What needs to be done:
In the lines below, replace "instance" with "occurrence" in the portion that opens with the line containing "TARGET: the snowboarder" and runs through the end of the lines. Reproduce only that portion, with nothing else changed.

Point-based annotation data
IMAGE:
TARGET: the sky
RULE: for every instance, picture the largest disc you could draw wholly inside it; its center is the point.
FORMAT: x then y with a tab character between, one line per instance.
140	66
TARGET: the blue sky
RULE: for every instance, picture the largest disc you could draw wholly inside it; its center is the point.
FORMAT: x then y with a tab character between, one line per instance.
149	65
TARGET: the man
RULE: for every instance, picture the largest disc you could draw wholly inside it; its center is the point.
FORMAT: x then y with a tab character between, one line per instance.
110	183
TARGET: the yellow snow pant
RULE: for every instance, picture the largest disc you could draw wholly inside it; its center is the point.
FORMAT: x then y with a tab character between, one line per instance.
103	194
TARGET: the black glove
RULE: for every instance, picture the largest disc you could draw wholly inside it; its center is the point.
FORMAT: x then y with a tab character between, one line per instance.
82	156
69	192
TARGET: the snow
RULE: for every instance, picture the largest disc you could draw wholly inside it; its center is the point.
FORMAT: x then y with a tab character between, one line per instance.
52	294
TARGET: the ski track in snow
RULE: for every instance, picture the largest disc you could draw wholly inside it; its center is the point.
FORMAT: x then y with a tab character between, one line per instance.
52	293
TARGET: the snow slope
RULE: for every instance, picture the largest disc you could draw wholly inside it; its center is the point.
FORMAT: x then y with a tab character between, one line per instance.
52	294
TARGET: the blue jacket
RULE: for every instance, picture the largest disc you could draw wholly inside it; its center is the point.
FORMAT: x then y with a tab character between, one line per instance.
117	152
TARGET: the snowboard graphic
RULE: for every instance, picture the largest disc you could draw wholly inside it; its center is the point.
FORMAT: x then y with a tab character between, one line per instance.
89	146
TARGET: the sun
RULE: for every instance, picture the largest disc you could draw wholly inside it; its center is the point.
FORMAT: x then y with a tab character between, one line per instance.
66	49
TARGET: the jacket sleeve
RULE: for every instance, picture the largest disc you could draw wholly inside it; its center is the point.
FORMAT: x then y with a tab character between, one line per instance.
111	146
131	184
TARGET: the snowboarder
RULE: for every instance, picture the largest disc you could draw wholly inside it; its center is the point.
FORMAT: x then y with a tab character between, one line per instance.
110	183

Exercise response:
TARGET: the snowboarder
RULE: for every occurrence, picture the largest disc you could draw wholly inside it; its center is the point.
FORMAT: x then y with a tab character between, one line per occurrence.
110	183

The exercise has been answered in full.